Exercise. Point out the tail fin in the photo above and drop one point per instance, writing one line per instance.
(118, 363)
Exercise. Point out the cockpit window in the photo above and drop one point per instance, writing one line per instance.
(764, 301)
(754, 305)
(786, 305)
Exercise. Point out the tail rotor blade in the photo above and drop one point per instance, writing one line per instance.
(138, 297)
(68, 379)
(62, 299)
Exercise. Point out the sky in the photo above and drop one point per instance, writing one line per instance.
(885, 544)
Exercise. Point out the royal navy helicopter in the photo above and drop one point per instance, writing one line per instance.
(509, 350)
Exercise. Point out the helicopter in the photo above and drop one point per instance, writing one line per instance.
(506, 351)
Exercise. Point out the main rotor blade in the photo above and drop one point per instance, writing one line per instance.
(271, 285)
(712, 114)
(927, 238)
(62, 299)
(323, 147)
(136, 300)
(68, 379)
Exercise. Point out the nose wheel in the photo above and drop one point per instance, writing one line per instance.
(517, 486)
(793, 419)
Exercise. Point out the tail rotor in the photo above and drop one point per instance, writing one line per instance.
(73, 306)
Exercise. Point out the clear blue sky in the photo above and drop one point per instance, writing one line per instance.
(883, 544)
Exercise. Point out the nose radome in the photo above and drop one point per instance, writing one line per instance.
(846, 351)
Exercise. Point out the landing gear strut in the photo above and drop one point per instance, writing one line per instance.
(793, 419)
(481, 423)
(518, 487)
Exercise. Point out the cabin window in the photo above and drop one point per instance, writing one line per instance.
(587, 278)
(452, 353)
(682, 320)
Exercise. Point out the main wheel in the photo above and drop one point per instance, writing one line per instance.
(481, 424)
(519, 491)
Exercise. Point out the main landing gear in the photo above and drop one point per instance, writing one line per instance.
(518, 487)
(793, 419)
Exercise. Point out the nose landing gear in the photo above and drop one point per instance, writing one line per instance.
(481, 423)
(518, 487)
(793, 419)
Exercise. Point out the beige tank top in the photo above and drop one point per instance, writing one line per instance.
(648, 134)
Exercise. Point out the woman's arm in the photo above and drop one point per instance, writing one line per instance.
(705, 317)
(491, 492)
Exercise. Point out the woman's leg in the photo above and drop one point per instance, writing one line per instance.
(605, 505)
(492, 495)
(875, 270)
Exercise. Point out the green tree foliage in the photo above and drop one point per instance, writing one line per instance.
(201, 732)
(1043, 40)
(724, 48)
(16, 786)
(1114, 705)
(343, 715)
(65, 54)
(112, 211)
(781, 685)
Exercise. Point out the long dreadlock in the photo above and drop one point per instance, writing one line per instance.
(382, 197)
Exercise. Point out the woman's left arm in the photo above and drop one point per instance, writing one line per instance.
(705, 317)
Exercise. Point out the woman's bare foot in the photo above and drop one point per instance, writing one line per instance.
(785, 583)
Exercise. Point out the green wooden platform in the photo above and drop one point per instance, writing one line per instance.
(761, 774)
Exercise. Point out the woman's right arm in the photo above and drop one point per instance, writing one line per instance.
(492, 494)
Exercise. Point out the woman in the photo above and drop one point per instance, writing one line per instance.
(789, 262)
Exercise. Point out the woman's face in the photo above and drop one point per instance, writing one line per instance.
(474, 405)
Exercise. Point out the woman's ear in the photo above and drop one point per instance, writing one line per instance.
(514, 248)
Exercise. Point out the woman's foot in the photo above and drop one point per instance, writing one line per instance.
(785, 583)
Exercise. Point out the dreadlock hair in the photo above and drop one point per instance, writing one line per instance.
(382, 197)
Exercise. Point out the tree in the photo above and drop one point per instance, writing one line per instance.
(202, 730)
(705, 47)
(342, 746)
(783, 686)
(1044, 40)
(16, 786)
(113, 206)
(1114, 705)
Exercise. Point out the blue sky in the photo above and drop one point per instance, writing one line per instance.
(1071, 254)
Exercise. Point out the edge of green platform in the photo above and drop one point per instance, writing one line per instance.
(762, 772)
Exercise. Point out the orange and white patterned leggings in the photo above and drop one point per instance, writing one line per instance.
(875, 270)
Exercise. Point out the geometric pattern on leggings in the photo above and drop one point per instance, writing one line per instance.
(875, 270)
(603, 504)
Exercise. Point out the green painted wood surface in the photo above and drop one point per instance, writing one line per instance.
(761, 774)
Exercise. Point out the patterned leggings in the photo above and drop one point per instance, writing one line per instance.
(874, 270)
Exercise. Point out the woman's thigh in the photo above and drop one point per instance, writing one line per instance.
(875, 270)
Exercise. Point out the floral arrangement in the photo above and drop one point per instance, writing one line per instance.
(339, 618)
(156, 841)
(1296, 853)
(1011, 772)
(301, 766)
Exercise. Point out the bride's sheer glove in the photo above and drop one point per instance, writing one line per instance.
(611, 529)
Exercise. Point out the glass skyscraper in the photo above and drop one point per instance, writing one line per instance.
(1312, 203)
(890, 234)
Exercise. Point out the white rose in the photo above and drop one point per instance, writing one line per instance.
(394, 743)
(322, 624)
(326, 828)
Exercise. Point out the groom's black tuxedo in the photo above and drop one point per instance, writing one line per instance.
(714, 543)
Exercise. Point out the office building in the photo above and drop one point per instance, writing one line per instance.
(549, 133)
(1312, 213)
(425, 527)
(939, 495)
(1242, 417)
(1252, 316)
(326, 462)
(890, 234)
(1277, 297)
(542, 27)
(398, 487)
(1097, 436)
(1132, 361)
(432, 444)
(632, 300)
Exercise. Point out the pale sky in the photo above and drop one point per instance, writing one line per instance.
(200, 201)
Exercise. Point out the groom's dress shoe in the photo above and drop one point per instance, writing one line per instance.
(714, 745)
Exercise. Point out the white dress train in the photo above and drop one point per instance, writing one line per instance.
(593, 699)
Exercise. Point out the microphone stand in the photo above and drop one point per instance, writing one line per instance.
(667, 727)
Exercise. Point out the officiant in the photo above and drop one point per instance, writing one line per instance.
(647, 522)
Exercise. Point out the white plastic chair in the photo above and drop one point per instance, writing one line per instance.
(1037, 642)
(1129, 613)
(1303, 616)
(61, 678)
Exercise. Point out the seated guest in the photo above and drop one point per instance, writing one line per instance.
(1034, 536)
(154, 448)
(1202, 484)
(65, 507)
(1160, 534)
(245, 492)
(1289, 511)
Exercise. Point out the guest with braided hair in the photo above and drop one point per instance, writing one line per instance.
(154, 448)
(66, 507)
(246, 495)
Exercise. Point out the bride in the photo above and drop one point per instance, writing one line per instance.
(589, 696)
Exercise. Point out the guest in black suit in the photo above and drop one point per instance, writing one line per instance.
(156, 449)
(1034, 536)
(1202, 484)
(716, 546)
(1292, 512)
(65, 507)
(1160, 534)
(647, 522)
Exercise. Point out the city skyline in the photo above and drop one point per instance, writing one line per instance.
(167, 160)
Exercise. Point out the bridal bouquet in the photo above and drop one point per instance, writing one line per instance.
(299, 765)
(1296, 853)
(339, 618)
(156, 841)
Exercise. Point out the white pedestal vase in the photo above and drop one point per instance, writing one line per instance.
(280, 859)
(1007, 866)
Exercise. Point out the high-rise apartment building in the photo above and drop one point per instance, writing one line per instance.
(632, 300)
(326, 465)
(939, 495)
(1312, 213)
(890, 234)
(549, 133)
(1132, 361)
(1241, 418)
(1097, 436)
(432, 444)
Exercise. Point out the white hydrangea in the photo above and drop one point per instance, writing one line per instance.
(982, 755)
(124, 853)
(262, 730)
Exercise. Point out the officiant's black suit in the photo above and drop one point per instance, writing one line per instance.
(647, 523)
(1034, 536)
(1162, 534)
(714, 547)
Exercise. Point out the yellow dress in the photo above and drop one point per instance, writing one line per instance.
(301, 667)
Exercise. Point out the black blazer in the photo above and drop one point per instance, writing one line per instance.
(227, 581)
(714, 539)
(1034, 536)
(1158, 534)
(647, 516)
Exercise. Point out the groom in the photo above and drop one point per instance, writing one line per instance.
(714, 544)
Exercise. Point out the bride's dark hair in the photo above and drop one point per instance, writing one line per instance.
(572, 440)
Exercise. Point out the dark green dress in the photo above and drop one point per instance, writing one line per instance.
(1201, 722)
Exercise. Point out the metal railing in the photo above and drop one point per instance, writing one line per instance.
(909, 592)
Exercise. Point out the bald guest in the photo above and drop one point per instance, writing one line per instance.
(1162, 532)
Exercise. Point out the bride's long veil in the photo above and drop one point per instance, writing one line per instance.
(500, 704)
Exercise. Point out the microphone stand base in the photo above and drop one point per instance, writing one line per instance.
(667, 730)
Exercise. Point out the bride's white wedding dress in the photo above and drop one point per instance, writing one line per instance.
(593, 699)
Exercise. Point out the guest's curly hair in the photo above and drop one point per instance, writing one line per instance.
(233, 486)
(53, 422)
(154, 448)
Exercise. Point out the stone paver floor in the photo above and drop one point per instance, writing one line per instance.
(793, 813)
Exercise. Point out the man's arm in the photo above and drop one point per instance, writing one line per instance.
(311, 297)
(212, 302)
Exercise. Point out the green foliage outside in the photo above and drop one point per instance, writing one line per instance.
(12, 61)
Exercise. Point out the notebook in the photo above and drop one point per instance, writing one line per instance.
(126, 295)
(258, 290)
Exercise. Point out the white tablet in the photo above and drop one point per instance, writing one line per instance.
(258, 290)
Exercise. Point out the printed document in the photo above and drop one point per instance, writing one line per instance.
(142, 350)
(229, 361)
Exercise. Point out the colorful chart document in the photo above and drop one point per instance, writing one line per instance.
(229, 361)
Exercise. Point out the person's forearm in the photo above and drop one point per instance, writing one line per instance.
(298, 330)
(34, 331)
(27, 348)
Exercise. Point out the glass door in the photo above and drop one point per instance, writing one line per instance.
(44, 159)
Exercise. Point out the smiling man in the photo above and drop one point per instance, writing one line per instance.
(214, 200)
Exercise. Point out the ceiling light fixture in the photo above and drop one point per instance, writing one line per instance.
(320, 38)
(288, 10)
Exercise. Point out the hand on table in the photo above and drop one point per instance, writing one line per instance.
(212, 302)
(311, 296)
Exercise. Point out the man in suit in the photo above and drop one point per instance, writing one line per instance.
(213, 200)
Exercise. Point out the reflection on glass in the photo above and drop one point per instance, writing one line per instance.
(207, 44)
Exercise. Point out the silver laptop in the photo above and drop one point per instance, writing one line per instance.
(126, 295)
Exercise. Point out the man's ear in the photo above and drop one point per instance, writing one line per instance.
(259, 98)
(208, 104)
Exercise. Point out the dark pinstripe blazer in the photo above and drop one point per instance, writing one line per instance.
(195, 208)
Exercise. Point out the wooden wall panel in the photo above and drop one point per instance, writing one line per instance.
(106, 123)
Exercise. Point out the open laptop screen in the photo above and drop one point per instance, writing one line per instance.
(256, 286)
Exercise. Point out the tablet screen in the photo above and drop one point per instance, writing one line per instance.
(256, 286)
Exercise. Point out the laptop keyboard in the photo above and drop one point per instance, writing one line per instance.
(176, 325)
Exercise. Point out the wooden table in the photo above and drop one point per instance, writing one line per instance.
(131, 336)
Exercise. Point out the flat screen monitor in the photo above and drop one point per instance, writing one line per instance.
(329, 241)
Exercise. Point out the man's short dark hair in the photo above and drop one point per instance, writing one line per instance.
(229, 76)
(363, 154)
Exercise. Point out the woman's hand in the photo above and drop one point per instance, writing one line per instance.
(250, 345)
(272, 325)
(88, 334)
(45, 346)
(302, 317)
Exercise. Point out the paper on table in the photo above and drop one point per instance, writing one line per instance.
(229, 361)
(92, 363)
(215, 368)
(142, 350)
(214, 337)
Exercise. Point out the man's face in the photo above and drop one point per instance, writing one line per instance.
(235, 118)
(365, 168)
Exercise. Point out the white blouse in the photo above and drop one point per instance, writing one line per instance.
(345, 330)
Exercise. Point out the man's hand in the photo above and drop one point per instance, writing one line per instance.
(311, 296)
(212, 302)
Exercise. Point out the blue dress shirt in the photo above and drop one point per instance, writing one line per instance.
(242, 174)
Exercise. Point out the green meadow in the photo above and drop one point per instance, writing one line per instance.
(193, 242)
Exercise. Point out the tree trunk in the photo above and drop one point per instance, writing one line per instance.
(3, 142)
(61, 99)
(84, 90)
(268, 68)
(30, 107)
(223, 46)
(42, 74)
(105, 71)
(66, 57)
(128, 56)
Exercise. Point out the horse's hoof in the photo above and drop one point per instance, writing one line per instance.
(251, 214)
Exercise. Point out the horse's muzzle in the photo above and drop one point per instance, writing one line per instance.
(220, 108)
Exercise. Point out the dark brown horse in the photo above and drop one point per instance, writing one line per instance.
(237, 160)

══════

• **Required task**
Copy word for word the records from the line that contains "Exercise. Point out the dark brown" through the final line of the records, including both.

• **Solved problem**
Exercise. Point out the dark brown horse in the photo above and drop one point per instance, writing one line per instance.
(237, 160)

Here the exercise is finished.